── EXCERPTED TEXT ──
This is an aspect of Mandarin and the other Sinitic languages that most scholars completely ignore and even disavow.  I've written about it from time to time on Language Log, e.g.:

"When intonation overrides tone" (6/4/13)
"When intonation overrides tone, part 2" (5/11/17)
"Tones and the brain" (3/3/15)
"Dissimilation, stress, sandhi, and other tonal variations in Mandarin (8/26/14)
"slip(per)" (7/22/14)
"Mandarin by the numbers" (6/8/13)
"Where did Chinese tones come from and where are they going?" (6/25/13)
"Pinyin memoirs" (8/13/16)

In the next to the last post, I note that University of Oslo student Øystein Krogh Visted has recently (2012) written a very interesting M.A thesis entitled "Nuances of Pronunciation in Chinese:  Lexical Stress in Beijing Mandarin."  Here's a brief description of the thesis:

The pronunciation of Beijing Mandarin, which is the basis for Modern Standard Mandarin, is in reality not as straightforward as it is usually presented. General books on the language and common textbooks in English on the subject usually only give very basic, prescriptive (though supposedly descriptive) analyses of the basic features of pronunciation. Finer points are generally not discussed in any detail. The treatment of amongst other things the aspect of word stress (the parts of words that are emphasized in speech) in mastering and indeed properly understanding Chinese is thus neglected. It has not yet acquired the position in Chinese language-teaching it arguably needs, so that the language may begin to be taught and indeed learned in a more comprehensive manner. This book will take a basic analytical approach to the phenomenon of word stress in Beijing Mandarin. It compares and discusses available meta-information on the topic, as well as its theoretical underpinnings and practical applications, and from a pedagogical starting point aims to bring attention to these important nuances in the Chinese language.

See especially this comment to the last post:

Reading pinyin text for me is as easy as reading English, and I can skim-read it the way I do English. I prefer the texts not to have tone marks, because I have to make an effort to block them out, just as I would have to make an effort to block out accent and stress marks if they were included in normal English text. In this sense, what Wang Yujiang mentioned in several of his comments is true (see especially his excellent response to Cory Lubliner): when Chinese speak or read out a text, they do not enunciate the tones one by one as they are marked in a dictionary. Rather, they develop a rhythm in their reading / speech / singing (for that matter) in which emphasis, stress, and overall "feel" of a sentence / utterance become dominant, rather than the canonical dictionary entry tonal categories of individual characters. This is a phenomenon that a few Czech phoneticians have observed, and Christoph Harbsmeier (the German-Norwegian-Danish Sinologist) has paid particular attention to. The problem is that it's virtually impossible to predict how this will turn out ahead of time for discrete characters. The flow of a sentence or utterance only happens in real time and under the emotions of the moment. Of course, if one is anal about it, one could devise means for notating such spoken sentences once they were uttered, but I don't know how useful that information would be for pedagogical purposes, and to what purpose one would put it other than for phonological research.
───
── DATA SECTION ──
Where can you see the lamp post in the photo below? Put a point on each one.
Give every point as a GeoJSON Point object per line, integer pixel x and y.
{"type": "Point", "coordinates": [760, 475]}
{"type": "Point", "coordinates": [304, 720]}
───
- TASKS TO PERFORM -
(a) Repeat the passage on Mandarin tone and stress from "This is an aspect" to "in Mandarin (8/26/14)".
(b) Decide whether each statement agrees with the passage on Mandarin tone and stress, answering yes or no and quoting the words of the passage that settle it. (i) The thesis on lexical stress in Beijing Mandarin was written in 2012 by a student at the University of Oslo. (ii) The commenter prefers reading pinyin texts that include tone marks. (iii) Beijing Mandarin pronunciation is the basis for Modern Standard Mandarin.
The lines are separate material, unrelated to the passage on Mandarin tone and stress.

- WORKED SOLUTIONS -
(a)
This is an aspect of Mandarin and the other Sinitic languages that most scholars completely ignore and even disavow.  I've written about it from time to time on Language Log, e.g.:

"When intonation overrides tone" (6/4/13)
"When intonation overrides tone, part 2" (5/11/17)
"Tones and the brain" (3/3/15)
"Dissimilation, stress, sandhi, and other tonal variations in Mandarin (8/26/14)

(b)
(i) Yes: "University of Oslo student Øystein Krogh Visted has recently (2012) written a very interesting M.A thesis"
(ii) No: "I prefer the texts not to have tone marks"
(iii) Yes: "The pronunciation of Beijing Mandarin, which is the basis for Modern Standard Mandarin"